TEXT PASSAGE ::
+ + + + +

Washington - On one level, things have never been worse for Democrats. They don’t have the White House, majorities in Congress or a reliable fifth vote on the Supreme Court. They hold governorships in only 15 states and hold just 42 percent of state legislative seats. But that in a sense is looking backward — how they did in past elections.
Now, oddly, they are seeing some impressive successes, or at least defending successfully against defeats. And as of now, they have a healthy lead in generic congressional polling, giving them a decent change to take over the House majority.
Consider that it is entirely possible to end 2017 with Obamacare intact, no new tax plan with cuts for the super-rich, no border wall, no spending cuts tied to the debt ceiling increase and maybe even the Iran deal still in place (although we might very well go down the road of nonnuclear sanctions). They might — remarkably — get a GOP Congress to pass and a GOP president to sign permanent protection for “dreamers.” Not all of that may pan out, but a great deal of it will. And that brings up the question: Why are Democrats winning more than they are losing? (Republicans are not tired of winning; they really have no wins to speak of other than one Supreme Court justice.)
Part of the explanation certainly is the jaw-dropping incompetence of the White House and the divisions on the GOP side, which force GOP leaders to come to Democrats for votes for the debt ceiling and government funding bills, thereby enhancing Democrats’ power. Part of their success (or at least avoidance of failure) has to do with the GOP’s shopworn, extreme agenda (e.g. cutting Medicaid) that put off voters and makes Democrats look like they are holding the line against the radical Republicans. And part of their winning strategy has been, candidly, a role reversal with Republicans. Republicans are now the revolutionaries with schemes to dramatically shake up the status quo while Democrats sound like moderates. (Could we just fix Obamacare? Maybe we shouldn’t, you know, destroy Medicaid.) In their newfound role as tinkerers and gradualists, they play to Americans’ fear of radicalism and the unknown.

+ + + + +

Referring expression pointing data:

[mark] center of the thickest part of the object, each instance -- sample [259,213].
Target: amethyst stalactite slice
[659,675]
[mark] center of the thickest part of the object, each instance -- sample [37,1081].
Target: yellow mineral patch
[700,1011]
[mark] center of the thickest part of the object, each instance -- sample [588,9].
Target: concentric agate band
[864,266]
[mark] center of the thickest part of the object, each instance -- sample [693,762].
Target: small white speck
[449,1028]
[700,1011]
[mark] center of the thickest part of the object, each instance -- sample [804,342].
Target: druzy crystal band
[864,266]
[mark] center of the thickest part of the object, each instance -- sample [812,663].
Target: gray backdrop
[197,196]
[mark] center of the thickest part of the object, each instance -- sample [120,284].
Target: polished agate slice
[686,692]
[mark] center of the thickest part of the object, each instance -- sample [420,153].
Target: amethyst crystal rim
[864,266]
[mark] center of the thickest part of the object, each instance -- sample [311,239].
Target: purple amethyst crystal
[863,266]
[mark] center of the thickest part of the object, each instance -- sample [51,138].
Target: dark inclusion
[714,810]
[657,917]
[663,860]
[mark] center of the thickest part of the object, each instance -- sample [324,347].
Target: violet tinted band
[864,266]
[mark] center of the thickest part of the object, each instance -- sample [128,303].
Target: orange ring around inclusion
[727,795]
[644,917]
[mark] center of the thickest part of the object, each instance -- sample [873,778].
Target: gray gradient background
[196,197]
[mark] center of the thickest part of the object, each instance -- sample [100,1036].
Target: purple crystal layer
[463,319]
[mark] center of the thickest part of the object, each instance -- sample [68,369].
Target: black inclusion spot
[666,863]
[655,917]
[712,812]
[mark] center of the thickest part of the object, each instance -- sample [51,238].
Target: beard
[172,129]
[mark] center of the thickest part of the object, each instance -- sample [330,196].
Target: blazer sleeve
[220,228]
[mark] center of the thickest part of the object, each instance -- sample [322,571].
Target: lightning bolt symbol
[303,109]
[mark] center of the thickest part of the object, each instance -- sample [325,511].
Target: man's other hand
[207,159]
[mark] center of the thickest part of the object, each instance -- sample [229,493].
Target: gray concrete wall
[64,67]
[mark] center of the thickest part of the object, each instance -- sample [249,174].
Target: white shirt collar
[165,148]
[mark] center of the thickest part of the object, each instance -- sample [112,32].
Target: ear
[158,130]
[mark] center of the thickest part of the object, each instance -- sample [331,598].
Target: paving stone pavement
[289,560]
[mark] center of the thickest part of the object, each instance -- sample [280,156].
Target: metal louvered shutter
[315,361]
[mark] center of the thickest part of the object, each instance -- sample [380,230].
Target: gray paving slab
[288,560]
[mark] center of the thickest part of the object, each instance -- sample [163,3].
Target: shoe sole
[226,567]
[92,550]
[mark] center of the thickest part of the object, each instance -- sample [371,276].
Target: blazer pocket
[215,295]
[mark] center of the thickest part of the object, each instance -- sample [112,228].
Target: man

+ + + + +

TASK LIST ::
[1] According to the piece on Democrats' political standing, what share of state legislative seats do Democrats hold?
[2] Update the part of the piece on Democrats' political standing that opens with the words containing "Now, oddly, they" and closes with "the House majority.", changing "healthy lead" to "strong lead".
[3] Write what follows in the piece on Democrats' political standing, picking up after its last sentence.

SOLVED PROBLEMS ::
[1] 42 percent

[2]
Now, oddly, they are seeing some impressive successes, or at least defending successfully against defeats. And as of now, they have a strong lead in generic congressional polling, giving them a decent change to take over the House majority.

[3]
In the broader sense, Democrats are making the case for sustained, activist government, a position much more in tune with Trump’s populism and the general electorate’s policy preference than the libertarian-ish philosophy of back-to-the-pre-New-Deal Republicans. They’ve made clear that the overwhelming majority of Americans have no stomach for “small government.”
Democrats have real evidence that we face a serious threat from white nationalism. They are not the worst purveyors of identity politics. They have found full voice in condemning visible racism and in appealing to Americans’ innate sense of fairness.
Democrats have also become more hawkish on defense, willing to get tough with Russia (because Trump wouldn’t) and course-correct on Iran (absent President Barack Obama, there is now strong support for nonnuclear sanctions).
But mostly, I would argue, they have succeeded not when they champion a specific policy but when they defend fundamental values such as the rule of law, religious inclusion, checks and balances, and scientific truth — all vital defenses against an overreaching and dangerously erratic president. In rediscovering the stabilizing effect these pillars of democracy can provide, Democrats have been able to transcend some ideological policy fights and find common ground with many independents and some disaffected Republicans.
Anthony Scaramucci, speaking about White House intrigue, complained, “There are people inside the administration who think it is their job to save America from this president.” Actually, there are people outside the administration who think it is their job to save America from this president — and by and large they are Democrats.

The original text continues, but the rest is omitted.